====== 节选原文 ======

来看thread执行函数threadStart

void *SocketListener::threadStart(void *obj) {
    SocketListener *me = reinterpret_cast<SocketListener *>(obj);
                                                                                                                                                             
    me->runListener();
    pthread_exit(NULL);
    return NULL;
}

runListener有点长，主要做了以下几个事情。

void SocketListener::runListener() {
...
rc = select(max + 1, &read_fds, NULL, NULL, NULL);
...
 c = accept(mSock, &addr, &alen);
...
        /* Process the pending list, since it is owned by the thread,         * there is no need to lock it */        while (!pendingList.empty()) {            /* Pop the first item from the list */            it = pendingList.begin();            SocketClient* c = *it;            pendingList.erase(it);            /* Process it, if false is returned, remove from list */            if (!onDataAvailable(c)) {//这个数据处理函数，由继承SocketListener的类来实现，在这里就是指LogListener.cpp                release(c, false);            }            c->decRef();        } 

这些都是UNIX线程通信的系统调用。这样Socket的Server就准备好了。

总结一下，在unix Socket通信中Server端一般有以下几个步骤

The steps involved in establishing a socket on the server side are as follows:

1，Create a socket with the socket() system call

2，Bind the socket to an address using the bind() system call. For a server socket on the Internet, an address consists of a port number on the host machine.

3，Listen for connections with the listen() system call

4，Accept a connection with the accept() system call. This call typically blocks until a client connects with the server.

Send and receive data

对于logdw，1，2步骤在init里面完成，3，4步是LogListener的父类SocketListener里面完成。

3，Logdw是如何处理来自liblog的请求处理的。

====== 数据内容 ======

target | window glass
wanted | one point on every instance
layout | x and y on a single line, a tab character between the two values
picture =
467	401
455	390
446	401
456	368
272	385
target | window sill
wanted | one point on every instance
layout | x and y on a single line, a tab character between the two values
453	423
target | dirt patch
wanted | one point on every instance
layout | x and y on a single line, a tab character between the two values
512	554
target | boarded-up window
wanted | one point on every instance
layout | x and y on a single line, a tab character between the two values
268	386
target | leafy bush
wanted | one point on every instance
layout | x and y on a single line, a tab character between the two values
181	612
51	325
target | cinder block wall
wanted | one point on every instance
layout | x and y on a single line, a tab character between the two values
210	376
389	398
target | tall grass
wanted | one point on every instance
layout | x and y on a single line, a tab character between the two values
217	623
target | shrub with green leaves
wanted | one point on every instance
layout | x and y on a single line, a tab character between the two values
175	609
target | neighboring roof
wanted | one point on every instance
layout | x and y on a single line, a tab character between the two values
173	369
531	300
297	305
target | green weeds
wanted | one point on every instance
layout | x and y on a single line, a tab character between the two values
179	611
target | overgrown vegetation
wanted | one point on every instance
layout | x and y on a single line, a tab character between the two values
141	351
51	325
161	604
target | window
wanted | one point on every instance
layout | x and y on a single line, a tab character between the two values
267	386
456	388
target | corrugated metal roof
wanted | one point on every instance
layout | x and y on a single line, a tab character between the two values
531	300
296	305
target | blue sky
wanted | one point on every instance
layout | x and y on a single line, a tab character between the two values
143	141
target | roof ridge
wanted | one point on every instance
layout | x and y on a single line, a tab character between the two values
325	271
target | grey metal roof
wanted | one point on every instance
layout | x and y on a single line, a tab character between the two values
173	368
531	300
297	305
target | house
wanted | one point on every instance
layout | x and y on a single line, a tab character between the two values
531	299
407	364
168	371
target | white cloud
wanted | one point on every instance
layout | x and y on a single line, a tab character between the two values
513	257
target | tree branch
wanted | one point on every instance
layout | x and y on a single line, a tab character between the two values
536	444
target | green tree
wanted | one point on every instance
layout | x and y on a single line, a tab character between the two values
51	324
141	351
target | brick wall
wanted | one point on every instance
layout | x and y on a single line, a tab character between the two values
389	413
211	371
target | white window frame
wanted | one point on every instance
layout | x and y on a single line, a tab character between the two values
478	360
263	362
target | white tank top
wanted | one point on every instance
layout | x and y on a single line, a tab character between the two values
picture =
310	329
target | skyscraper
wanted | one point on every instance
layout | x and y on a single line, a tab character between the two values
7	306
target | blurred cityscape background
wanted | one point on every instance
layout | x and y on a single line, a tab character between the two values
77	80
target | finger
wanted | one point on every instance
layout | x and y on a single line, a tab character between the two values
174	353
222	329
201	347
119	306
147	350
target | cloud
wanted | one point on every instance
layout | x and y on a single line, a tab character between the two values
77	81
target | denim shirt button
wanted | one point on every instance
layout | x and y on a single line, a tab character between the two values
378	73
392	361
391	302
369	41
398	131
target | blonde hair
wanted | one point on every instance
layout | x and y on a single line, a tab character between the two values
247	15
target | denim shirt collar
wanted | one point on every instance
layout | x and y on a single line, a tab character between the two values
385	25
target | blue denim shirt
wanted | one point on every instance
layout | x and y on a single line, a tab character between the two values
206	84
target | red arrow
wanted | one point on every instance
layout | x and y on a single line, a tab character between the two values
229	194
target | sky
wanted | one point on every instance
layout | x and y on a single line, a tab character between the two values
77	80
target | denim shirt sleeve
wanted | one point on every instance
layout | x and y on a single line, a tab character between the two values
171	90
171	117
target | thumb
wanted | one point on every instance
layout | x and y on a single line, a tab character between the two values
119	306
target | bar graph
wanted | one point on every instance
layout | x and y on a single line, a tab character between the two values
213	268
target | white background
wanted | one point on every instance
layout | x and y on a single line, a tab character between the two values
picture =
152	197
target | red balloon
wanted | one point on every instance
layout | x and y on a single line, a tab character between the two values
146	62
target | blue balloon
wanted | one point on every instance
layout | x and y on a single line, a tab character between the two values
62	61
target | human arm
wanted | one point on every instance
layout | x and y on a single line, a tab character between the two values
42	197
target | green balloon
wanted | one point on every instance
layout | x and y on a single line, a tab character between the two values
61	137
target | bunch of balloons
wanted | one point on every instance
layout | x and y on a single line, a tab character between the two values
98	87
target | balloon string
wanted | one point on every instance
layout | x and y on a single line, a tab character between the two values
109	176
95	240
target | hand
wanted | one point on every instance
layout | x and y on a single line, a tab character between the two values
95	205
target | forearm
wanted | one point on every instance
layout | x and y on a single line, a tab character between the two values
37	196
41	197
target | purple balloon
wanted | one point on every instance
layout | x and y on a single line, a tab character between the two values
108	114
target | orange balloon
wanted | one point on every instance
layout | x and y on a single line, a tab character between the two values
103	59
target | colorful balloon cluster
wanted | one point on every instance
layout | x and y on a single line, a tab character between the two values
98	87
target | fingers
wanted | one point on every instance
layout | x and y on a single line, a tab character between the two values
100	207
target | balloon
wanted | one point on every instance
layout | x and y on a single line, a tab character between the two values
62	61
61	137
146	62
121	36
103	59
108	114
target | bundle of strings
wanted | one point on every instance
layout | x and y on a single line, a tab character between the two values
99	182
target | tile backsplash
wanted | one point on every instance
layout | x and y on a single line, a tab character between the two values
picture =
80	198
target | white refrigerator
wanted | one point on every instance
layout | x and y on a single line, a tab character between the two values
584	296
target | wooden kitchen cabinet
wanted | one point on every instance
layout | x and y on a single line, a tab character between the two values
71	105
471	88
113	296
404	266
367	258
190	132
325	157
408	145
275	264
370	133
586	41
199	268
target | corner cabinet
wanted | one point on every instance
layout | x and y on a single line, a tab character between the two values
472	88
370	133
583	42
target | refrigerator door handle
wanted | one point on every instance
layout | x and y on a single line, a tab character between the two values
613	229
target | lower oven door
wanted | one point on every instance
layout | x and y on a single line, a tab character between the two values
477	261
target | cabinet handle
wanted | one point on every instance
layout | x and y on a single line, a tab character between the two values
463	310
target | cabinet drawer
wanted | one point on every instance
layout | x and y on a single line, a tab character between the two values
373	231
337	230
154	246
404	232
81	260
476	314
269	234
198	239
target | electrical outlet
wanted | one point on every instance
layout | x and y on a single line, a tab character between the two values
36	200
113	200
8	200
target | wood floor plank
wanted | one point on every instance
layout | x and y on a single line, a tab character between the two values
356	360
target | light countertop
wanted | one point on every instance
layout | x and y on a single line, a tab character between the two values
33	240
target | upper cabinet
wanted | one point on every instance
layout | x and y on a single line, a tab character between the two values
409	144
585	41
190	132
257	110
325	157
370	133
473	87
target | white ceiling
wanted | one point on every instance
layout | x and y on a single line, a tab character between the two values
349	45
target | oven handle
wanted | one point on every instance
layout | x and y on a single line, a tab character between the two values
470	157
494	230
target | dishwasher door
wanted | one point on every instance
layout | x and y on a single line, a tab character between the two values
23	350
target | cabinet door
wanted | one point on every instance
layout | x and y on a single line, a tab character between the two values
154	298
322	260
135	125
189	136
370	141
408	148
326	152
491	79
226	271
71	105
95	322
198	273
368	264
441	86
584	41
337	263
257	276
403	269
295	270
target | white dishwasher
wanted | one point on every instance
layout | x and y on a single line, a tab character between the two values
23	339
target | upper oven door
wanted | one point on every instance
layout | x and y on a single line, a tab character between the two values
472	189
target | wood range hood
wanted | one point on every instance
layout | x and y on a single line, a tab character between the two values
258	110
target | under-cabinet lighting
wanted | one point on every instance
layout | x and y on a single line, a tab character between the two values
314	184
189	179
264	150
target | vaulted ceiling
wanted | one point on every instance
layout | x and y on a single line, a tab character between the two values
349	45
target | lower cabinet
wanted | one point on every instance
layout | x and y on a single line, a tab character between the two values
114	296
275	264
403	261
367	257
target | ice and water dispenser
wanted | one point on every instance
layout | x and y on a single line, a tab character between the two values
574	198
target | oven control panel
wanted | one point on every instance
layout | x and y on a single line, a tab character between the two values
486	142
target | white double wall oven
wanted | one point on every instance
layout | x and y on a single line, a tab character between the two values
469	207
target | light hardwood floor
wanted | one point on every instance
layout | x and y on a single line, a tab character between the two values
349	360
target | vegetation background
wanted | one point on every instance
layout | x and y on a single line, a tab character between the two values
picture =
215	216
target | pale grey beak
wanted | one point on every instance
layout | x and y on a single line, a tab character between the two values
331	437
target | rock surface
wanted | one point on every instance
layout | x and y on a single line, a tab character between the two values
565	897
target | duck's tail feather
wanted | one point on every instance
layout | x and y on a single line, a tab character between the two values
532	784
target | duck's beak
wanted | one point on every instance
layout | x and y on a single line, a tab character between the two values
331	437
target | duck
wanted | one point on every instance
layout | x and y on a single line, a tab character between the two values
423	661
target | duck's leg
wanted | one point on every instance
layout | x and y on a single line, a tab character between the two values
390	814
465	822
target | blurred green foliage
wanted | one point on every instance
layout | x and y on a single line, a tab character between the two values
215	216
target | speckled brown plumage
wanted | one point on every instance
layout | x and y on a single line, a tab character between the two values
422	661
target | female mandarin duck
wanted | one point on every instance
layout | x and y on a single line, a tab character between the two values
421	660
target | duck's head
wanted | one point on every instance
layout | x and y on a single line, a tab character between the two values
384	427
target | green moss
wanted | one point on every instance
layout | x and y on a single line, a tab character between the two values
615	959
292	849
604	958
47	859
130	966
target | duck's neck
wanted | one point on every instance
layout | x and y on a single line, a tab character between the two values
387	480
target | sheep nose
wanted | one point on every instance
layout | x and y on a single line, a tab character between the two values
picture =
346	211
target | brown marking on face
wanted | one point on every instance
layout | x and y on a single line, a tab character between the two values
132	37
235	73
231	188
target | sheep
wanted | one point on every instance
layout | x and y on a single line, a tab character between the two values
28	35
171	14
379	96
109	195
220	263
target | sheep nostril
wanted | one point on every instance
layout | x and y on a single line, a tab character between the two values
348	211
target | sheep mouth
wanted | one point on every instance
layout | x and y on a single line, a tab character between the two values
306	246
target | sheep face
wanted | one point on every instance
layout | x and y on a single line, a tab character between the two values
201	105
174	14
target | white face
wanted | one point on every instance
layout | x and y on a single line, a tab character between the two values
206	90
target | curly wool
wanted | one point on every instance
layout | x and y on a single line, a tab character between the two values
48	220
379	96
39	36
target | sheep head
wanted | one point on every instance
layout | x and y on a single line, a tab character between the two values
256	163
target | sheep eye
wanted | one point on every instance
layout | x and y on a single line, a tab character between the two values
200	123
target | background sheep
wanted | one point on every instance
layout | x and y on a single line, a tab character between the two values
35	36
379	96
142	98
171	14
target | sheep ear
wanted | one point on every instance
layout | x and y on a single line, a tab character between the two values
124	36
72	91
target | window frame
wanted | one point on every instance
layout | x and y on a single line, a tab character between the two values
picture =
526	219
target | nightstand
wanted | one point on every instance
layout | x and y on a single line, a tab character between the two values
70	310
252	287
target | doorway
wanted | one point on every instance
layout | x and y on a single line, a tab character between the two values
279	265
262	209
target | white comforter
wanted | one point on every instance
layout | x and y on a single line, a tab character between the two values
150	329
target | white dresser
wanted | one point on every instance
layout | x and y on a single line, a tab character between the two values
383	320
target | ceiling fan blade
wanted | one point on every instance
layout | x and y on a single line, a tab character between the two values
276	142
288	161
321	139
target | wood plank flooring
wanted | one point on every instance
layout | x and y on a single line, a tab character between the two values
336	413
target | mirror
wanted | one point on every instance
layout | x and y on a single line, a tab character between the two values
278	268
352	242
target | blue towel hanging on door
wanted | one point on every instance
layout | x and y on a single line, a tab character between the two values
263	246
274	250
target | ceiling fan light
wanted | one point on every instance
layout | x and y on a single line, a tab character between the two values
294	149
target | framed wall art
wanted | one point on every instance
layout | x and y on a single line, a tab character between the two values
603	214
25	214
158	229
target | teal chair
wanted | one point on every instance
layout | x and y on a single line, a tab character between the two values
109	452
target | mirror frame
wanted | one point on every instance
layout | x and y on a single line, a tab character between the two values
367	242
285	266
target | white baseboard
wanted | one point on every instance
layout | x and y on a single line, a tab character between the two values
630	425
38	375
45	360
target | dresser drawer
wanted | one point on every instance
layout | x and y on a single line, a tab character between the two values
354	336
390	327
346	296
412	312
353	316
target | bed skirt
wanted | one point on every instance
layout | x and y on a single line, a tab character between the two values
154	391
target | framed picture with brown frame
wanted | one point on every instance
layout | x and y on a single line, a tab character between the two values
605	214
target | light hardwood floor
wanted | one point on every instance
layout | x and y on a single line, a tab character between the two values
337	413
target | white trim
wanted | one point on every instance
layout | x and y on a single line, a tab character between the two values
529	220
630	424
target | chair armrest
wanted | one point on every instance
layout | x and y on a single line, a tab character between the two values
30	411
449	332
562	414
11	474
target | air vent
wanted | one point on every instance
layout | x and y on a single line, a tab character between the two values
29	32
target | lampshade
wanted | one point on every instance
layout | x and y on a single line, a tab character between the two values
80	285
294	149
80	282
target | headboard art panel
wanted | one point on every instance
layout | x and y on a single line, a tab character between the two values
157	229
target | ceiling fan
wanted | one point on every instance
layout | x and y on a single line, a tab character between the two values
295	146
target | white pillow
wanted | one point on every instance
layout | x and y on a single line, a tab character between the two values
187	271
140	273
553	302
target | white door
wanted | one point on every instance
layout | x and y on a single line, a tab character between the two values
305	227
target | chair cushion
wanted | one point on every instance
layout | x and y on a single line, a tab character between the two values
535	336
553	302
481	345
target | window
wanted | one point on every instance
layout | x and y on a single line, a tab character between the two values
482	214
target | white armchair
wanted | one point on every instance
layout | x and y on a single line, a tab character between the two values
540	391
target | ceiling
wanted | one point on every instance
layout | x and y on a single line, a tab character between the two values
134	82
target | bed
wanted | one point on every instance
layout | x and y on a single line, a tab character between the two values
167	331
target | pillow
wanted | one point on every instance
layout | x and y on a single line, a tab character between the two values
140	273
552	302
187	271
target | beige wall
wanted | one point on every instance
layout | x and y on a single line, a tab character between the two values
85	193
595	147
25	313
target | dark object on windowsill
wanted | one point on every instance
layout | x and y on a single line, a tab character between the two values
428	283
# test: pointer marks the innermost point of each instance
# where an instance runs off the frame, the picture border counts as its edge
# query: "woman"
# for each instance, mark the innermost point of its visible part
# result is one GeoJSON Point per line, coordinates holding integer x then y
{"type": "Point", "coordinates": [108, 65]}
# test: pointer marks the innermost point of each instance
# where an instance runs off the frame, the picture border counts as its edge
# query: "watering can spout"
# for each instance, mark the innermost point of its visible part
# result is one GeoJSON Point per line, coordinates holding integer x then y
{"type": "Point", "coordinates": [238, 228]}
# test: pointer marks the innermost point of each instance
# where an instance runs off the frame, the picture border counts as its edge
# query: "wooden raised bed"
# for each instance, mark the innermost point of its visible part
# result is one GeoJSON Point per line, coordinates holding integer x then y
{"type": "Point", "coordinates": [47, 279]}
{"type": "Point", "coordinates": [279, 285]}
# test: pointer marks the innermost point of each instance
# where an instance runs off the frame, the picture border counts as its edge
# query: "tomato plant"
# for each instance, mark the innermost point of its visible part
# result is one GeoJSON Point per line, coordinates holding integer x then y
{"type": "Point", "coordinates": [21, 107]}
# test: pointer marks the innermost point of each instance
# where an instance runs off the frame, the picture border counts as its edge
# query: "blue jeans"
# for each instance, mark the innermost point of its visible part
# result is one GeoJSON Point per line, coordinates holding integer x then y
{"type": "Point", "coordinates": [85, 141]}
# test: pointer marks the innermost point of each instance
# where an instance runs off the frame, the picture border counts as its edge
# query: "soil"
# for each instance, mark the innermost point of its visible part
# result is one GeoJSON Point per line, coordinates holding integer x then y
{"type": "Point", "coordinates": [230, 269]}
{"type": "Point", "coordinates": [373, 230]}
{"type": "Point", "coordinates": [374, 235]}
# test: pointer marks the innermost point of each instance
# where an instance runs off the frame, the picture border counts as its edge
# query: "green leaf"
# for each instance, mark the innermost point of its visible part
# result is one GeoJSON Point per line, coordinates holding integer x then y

======

#### 待完成:
A. 按照节选原文的说法，logdw在服务端建立socket的第3步和第4步是在哪里完成的？
B. 从记录中筛出所有含有字符串“roof”的行，注意区分大小写。
节选原文和记录之间互不相关。

#### 参考解答:
A. 在LogListener的父类SocketListener里面完成。

B.
target | neighboring roof
target | corrugated metal roof
target | roof ridge
target | grey metal roof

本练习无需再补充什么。